Stated exercise:
Pull out each line in the data below that contains the string "Query", copying every one in full.

Record excerpts:
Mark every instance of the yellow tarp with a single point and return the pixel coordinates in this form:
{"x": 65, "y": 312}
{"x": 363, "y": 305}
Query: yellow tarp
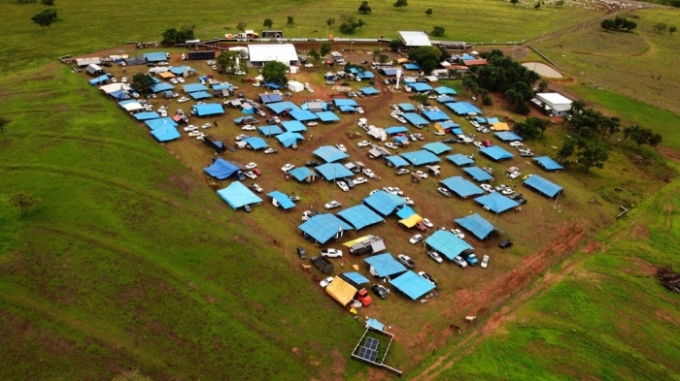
{"x": 341, "y": 291}
{"x": 411, "y": 221}
{"x": 501, "y": 126}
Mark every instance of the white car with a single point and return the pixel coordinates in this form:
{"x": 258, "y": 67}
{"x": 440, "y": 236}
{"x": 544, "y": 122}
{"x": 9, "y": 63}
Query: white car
{"x": 331, "y": 253}
{"x": 368, "y": 173}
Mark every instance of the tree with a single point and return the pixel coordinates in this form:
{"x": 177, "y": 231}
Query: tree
{"x": 142, "y": 82}
{"x": 274, "y": 71}
{"x": 268, "y": 23}
{"x": 24, "y": 201}
{"x": 364, "y": 8}
{"x": 400, "y": 3}
{"x": 438, "y": 31}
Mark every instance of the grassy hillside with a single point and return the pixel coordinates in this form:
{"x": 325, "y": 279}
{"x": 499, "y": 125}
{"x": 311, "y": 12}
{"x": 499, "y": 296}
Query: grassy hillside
{"x": 131, "y": 262}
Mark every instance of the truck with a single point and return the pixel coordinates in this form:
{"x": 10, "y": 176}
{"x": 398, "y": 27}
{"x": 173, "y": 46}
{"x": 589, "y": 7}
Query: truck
{"x": 322, "y": 264}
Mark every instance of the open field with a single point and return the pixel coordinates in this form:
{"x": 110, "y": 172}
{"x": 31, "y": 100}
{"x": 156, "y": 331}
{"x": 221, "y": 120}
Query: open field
{"x": 83, "y": 29}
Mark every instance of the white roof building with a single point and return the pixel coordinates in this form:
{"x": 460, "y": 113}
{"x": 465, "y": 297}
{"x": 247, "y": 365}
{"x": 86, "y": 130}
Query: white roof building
{"x": 414, "y": 39}
{"x": 263, "y": 53}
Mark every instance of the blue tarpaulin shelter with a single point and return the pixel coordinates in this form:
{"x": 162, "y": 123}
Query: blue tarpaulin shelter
{"x": 147, "y": 115}
{"x": 283, "y": 200}
{"x": 508, "y": 136}
{"x": 160, "y": 123}
{"x": 238, "y": 195}
{"x": 437, "y": 148}
{"x": 360, "y": 216}
{"x": 496, "y": 153}
{"x": 412, "y": 285}
{"x": 221, "y": 169}
{"x": 544, "y": 186}
{"x": 460, "y": 160}
{"x": 478, "y": 174}
{"x": 288, "y": 139}
{"x": 330, "y": 154}
{"x": 293, "y": 126}
{"x": 208, "y": 109}
{"x": 421, "y": 157}
{"x": 462, "y": 187}
{"x": 496, "y": 202}
{"x": 548, "y": 164}
{"x": 384, "y": 265}
{"x": 270, "y": 130}
{"x": 327, "y": 116}
{"x": 447, "y": 243}
{"x": 477, "y": 225}
{"x": 323, "y": 227}
{"x": 165, "y": 133}
{"x": 397, "y": 161}
{"x": 415, "y": 119}
{"x": 332, "y": 171}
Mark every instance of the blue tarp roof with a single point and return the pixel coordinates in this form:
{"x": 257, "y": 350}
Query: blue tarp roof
{"x": 508, "y": 136}
{"x": 270, "y": 130}
{"x": 447, "y": 243}
{"x": 238, "y": 195}
{"x": 383, "y": 202}
{"x": 147, "y": 115}
{"x": 544, "y": 186}
{"x": 421, "y": 157}
{"x": 496, "y": 202}
{"x": 445, "y": 90}
{"x": 155, "y": 57}
{"x": 208, "y": 109}
{"x": 460, "y": 160}
{"x": 301, "y": 173}
{"x": 396, "y": 130}
{"x": 437, "y": 148}
{"x": 287, "y": 139}
{"x": 436, "y": 116}
{"x": 165, "y": 133}
{"x": 293, "y": 126}
{"x": 332, "y": 171}
{"x": 284, "y": 200}
{"x": 462, "y": 187}
{"x": 360, "y": 216}
{"x": 397, "y": 161}
{"x": 369, "y": 90}
{"x": 385, "y": 265}
{"x": 303, "y": 115}
{"x": 160, "y": 123}
{"x": 496, "y": 153}
{"x": 256, "y": 142}
{"x": 330, "y": 154}
{"x": 221, "y": 169}
{"x": 280, "y": 107}
{"x": 327, "y": 116}
{"x": 160, "y": 87}
{"x": 345, "y": 102}
{"x": 477, "y": 225}
{"x": 548, "y": 164}
{"x": 463, "y": 108}
{"x": 200, "y": 95}
{"x": 478, "y": 174}
{"x": 323, "y": 227}
{"x": 412, "y": 285}
{"x": 270, "y": 98}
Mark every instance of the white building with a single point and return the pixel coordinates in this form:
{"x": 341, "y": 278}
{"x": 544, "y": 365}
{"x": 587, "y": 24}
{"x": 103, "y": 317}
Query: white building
{"x": 555, "y": 104}
{"x": 263, "y": 53}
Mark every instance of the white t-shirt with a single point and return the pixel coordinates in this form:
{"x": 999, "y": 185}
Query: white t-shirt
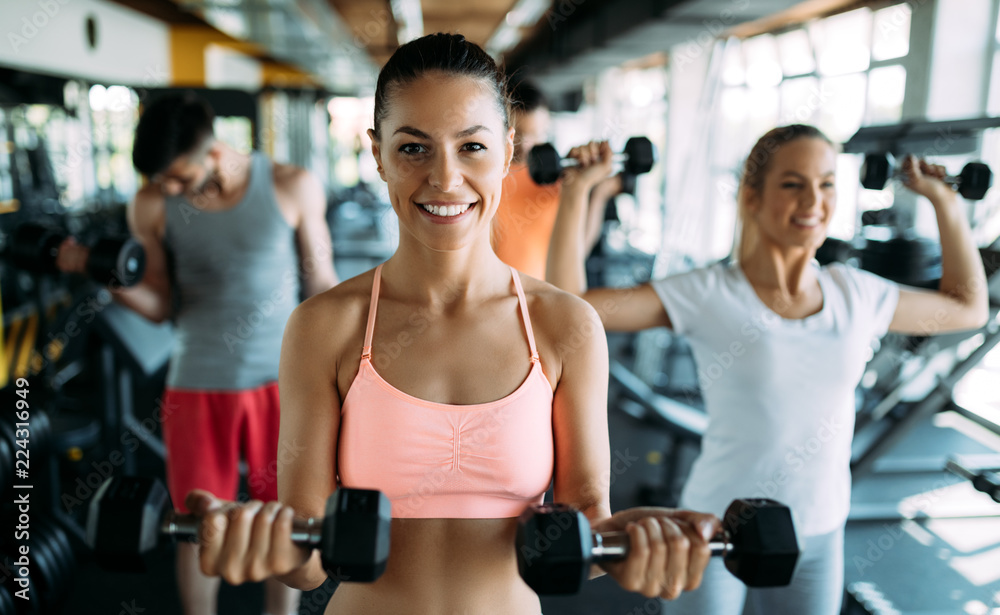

Solution to this problem:
Query: yellow tarp
Query: white car
Query: tree
Query: grassy hillside
Query: truck
Query: open field
Query: white roof building
Query: blue tarpaulin shelter
Query: blue tarp roof
Query: white building
Query: white t-shirt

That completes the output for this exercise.